---- TASK DATA
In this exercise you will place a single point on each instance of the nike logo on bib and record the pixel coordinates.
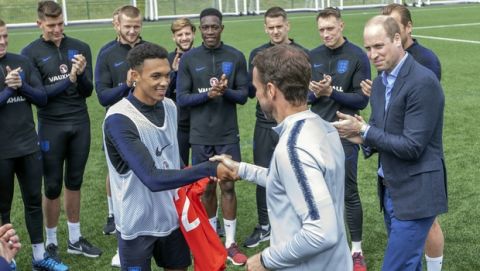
(159, 152)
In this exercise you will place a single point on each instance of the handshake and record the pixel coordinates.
(227, 169)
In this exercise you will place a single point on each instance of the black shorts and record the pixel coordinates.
(201, 153)
(63, 144)
(169, 252)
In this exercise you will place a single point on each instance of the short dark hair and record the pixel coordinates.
(137, 55)
(129, 11)
(180, 23)
(389, 24)
(48, 9)
(405, 16)
(327, 12)
(288, 68)
(275, 12)
(211, 12)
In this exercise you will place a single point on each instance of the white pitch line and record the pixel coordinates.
(447, 39)
(444, 26)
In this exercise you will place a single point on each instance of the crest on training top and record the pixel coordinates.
(63, 68)
(227, 68)
(342, 66)
(213, 81)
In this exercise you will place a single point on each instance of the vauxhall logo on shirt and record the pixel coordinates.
(16, 99)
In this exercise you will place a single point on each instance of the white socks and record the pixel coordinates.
(51, 236)
(357, 247)
(38, 251)
(434, 264)
(74, 232)
(230, 228)
(213, 222)
(110, 206)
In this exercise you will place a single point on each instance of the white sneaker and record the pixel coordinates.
(116, 260)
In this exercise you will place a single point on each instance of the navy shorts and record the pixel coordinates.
(64, 145)
(169, 252)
--------
# SET EXERCISE
Write out every record above exactly as it stands, but leave out the pictures.

# WRITTEN RESPONSE
In this exercise you will place a single point on each instance of the nike logo on bib and record the pixel coordinates.
(159, 152)
In this exercise you will place a single point on each instance of the handshake and record the pixel coordinates.
(227, 169)
In this exercise you will place a single point on each instance of the black shorts and record the pixel coordinates.
(201, 153)
(63, 144)
(169, 252)
In this exercise you will place a single point on each instance of the short dark hair and record the pixel coordinates.
(137, 55)
(129, 11)
(180, 23)
(389, 24)
(48, 9)
(405, 16)
(327, 12)
(288, 68)
(275, 12)
(211, 12)
In this exercise you will place a single point on each instance of the white pitch line and record the pixel coordinates.
(447, 39)
(444, 26)
In this exercise you will place a single point on each instance of the crest on training top and record the pixel coordinates.
(63, 68)
(227, 68)
(342, 66)
(213, 81)
In this exercise you will place a single point on each instance of the vauxhall logo on shirt and record the pixel coordinates.
(16, 99)
In this exercise you will place a single point on each instance of the white socks and record the pixel coordinates.
(51, 236)
(357, 247)
(38, 251)
(434, 264)
(74, 232)
(230, 228)
(213, 222)
(110, 206)
In this exercise you will place a single point on each instance of the white sneaker and record the pixel coordinates.
(116, 260)
In this exercise you will place a single point on each instance of the navy shorts and record the pixel coordinates.
(64, 145)
(169, 252)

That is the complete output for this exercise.